Restate the full set of records exactly, word for word.

[Records from a collection]
□ □ □
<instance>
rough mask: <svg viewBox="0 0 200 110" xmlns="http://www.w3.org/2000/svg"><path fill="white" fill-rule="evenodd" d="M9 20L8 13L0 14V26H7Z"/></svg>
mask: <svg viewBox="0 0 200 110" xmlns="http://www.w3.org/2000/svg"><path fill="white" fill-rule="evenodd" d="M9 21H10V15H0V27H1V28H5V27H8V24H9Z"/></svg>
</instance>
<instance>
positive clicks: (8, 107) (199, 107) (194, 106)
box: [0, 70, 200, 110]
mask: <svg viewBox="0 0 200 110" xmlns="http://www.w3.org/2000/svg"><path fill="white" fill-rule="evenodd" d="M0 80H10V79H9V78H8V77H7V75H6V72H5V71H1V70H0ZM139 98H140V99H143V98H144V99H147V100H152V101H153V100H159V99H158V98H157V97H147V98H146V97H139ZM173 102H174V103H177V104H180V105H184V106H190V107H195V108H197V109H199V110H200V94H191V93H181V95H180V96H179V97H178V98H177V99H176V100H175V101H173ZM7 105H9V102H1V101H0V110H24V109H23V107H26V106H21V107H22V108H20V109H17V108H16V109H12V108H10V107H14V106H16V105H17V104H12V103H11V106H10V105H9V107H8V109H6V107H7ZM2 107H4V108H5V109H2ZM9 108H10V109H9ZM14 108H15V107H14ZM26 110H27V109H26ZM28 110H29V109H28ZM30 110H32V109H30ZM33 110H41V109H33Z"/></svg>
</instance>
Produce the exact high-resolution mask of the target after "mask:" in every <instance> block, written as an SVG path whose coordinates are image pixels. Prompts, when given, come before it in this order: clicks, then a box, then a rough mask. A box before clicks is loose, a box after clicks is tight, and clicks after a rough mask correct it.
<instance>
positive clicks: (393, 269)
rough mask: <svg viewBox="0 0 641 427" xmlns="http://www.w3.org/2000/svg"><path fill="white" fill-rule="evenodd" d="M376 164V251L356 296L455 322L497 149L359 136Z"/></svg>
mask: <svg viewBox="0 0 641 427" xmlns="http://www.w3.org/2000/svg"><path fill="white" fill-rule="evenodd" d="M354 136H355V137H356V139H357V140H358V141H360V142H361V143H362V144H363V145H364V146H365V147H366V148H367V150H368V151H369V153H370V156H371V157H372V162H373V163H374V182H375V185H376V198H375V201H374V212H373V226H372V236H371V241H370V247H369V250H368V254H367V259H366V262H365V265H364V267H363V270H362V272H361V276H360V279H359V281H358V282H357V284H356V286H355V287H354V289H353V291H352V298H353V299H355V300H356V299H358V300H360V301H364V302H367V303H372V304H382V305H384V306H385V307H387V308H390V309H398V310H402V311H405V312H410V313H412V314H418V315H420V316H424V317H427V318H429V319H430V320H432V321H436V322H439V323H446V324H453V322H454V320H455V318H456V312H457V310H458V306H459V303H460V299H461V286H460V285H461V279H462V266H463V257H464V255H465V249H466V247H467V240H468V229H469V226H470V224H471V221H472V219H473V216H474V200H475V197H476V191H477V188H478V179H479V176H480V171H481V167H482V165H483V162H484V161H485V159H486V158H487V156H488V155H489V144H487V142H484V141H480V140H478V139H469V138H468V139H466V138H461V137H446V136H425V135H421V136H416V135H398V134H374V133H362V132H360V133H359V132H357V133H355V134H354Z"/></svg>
□ □ □
OUTPUT FOR THIS TASK =>
<instance>
rough mask: <svg viewBox="0 0 200 110" xmlns="http://www.w3.org/2000/svg"><path fill="white" fill-rule="evenodd" d="M9 20L8 13L0 14V26H7Z"/></svg>
mask: <svg viewBox="0 0 200 110" xmlns="http://www.w3.org/2000/svg"><path fill="white" fill-rule="evenodd" d="M9 21H10V15H0V27H1V28H5V27H8V24H9Z"/></svg>
</instance>
<instance>
positive clicks: (8, 107) (199, 107) (194, 106)
box: [0, 70, 200, 110]
mask: <svg viewBox="0 0 200 110" xmlns="http://www.w3.org/2000/svg"><path fill="white" fill-rule="evenodd" d="M0 80H10V79H9V78H8V77H7V75H6V72H5V71H1V70H0ZM139 98H140V99H143V98H144V99H147V100H152V101H153V100H159V99H158V98H157V97H147V98H146V97H139ZM173 102H174V103H177V104H180V105H184V106H190V107H195V108H197V109H199V110H200V94H191V93H181V95H180V96H179V97H178V98H177V99H176V100H175V101H173ZM7 105H9V102H1V101H0V110H24V109H23V107H26V106H21V107H22V108H20V109H17V108H16V109H12V108H10V107H14V106H16V105H17V104H12V103H11V106H10V105H9V107H8V109H6V107H7ZM2 107H4V108H5V109H2ZM9 108H10V109H9ZM14 108H15V107H14ZM26 110H27V109H26ZM28 110H29V109H28ZM30 110H32V109H30ZM33 110H41V109H33Z"/></svg>
</instance>
Produce the exact high-resolution mask of the target after "mask:" in every <instance> block, written as an SVG path whose coordinates are image pixels. Prompts, when given, come before it in this order: clicks, then a box, then a rough mask. A box before clicks is loose, a box after clicks is tight, and clicks after a rough mask correct it.
<instance>
positive clicks: (393, 269)
rough mask: <svg viewBox="0 0 641 427" xmlns="http://www.w3.org/2000/svg"><path fill="white" fill-rule="evenodd" d="M376 164V251L356 296L455 322L497 149L359 136Z"/></svg>
mask: <svg viewBox="0 0 641 427" xmlns="http://www.w3.org/2000/svg"><path fill="white" fill-rule="evenodd" d="M354 136H355V137H356V139H357V140H358V141H360V142H361V143H362V144H363V145H364V146H365V147H366V148H367V150H368V151H369V153H370V156H371V157H372V162H373V163H374V182H375V185H376V198H375V201H374V212H373V226H372V236H371V241H370V247H369V250H368V254H367V259H366V262H365V265H364V267H363V270H362V272H361V276H360V279H359V281H358V282H357V284H356V286H355V287H354V289H353V291H352V298H353V299H355V300H356V299H358V300H360V301H364V302H367V303H372V304H382V305H384V306H385V307H387V308H390V309H398V310H402V311H405V312H410V313H412V314H418V315H420V316H424V317H427V318H429V319H430V320H432V321H436V322H439V323H446V324H453V322H454V320H455V318H456V312H457V310H458V306H459V303H460V299H461V286H460V285H461V279H462V266H463V257H464V255H465V249H466V247H467V240H468V229H469V226H470V224H471V221H472V219H473V216H474V200H475V197H476V191H477V188H478V179H479V176H480V171H481V167H482V165H483V162H484V161H485V159H486V158H487V156H488V155H489V144H487V142H484V141H480V140H478V139H469V138H468V139H466V138H461V137H446V136H425V135H421V136H416V135H398V134H374V133H362V132H360V133H359V132H357V133H355V134H354Z"/></svg>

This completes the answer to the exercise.